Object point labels
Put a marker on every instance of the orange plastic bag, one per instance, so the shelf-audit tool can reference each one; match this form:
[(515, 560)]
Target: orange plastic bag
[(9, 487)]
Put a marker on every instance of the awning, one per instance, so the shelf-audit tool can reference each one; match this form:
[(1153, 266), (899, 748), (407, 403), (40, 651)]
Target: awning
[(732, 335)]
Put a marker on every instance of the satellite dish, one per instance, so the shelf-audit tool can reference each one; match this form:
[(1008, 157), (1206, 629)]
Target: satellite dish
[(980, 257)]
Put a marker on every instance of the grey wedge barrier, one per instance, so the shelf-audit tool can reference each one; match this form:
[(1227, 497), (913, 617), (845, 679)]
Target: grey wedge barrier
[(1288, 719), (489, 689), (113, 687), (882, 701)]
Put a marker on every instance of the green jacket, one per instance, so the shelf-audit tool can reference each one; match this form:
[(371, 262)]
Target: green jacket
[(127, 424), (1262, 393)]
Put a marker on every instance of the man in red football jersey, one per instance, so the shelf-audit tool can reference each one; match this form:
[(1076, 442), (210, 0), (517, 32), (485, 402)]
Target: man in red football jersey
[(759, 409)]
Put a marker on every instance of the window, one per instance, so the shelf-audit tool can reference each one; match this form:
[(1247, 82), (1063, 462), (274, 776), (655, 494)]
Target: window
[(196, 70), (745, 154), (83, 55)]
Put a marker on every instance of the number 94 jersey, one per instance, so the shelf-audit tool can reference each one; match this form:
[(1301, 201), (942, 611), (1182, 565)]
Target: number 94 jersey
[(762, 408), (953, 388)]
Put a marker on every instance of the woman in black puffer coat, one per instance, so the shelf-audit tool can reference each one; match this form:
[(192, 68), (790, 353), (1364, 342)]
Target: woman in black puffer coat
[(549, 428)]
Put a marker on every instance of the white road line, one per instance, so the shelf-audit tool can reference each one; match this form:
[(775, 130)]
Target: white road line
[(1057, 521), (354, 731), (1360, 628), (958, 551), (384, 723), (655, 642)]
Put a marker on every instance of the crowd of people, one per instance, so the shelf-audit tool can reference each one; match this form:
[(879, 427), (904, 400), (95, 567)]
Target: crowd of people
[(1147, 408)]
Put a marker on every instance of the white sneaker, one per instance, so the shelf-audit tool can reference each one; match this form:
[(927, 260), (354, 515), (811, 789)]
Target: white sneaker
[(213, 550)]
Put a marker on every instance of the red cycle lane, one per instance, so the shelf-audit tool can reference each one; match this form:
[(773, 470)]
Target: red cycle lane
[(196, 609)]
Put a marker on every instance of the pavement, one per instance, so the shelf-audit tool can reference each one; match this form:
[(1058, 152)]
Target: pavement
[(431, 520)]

» **Directive**: Copy every entry above word for word.

» **Task output**:
Put a marker on every instance of the orange plastic bag, one per instance, so the shelf-audit tool can reference each one; match this form:
[(515, 560)]
Target: orange plastic bag
[(9, 487)]
Put a marker on every instance of the awning, one per instance, so the shelf-audit tool can reference each one; match this form:
[(1153, 266), (899, 748), (407, 403), (40, 651)]
Target: awning
[(732, 335)]
Put a marker on every instance of the satellite dish, one per instance, so the shelf-audit tool can reference each one; match this form:
[(1008, 157), (1206, 629)]
Target: satellite dish
[(980, 257)]
Put a marker on every instance of the grey wedge barrier, one per instance, so the shelf-audit tool can reference each one; match this form:
[(1227, 497), (913, 617), (845, 679)]
Target: grey wedge barrier
[(1288, 719), (489, 689), (113, 687), (882, 701)]
Put a marker on every instance of the green jacket, one per instance, so the shelf-audit tool can reference each one; match this form:
[(371, 262)]
Target: green jacket
[(127, 424), (1262, 393)]
Put a marker on every instance of the man in red football jersey, one per instance, so the shelf-audit tool can reference each one; match this form:
[(1076, 442), (210, 0), (517, 32), (485, 402)]
Target: man in red football jersey
[(759, 409)]
Put a marker on every instance of the window, one per instance, so the shelf-audit tool can reference each one; match this form:
[(1247, 82), (1063, 462), (274, 776), (655, 494)]
Target: window
[(196, 70), (745, 154), (83, 55)]
Put a marker on every instance of the number 94 jersey, one per instance, so the shelf-audit tool can reference each one; match this form:
[(1301, 201), (942, 611), (1182, 565)]
Target: number 94 jersey
[(762, 408), (953, 388)]
Put a marker on every instance of the woman in black puffer coat, one per instance, so the shelf-audit tool can reference each one; match this form:
[(192, 68), (790, 353), (1364, 342)]
Target: woman in black puffer coat
[(549, 428)]
Put a marker on every instance of the white road line, one per instance, so the shelf-audit tool can reference each one; match this form:
[(775, 130)]
Target: white road line
[(1057, 521), (354, 731), (1360, 628), (958, 551), (384, 723), (655, 642)]
Put a marker on every instance of the crowd of people, one per instance, so the shelf-audit tool can reference each one; match this form:
[(879, 427), (904, 400), (95, 567)]
Target: crowd of people
[(1147, 408)]
Put a marker on every instance of the white sneaker, one per instance, so the shelf-audit tool can reference each one; match this form:
[(927, 260), (354, 515), (811, 789)]
Target: white sneaker
[(213, 550)]
Put a marker on every instance of the red cycle lane, one per instance, so the shelf-audit tool can reference each one; match this form:
[(773, 470)]
Target: red cycle lane
[(196, 609)]
Put a marker on every instance of the pavement, one per instance, so the shelf-audit tool can reference each one; match this form:
[(1058, 152)]
Target: pavement
[(431, 520)]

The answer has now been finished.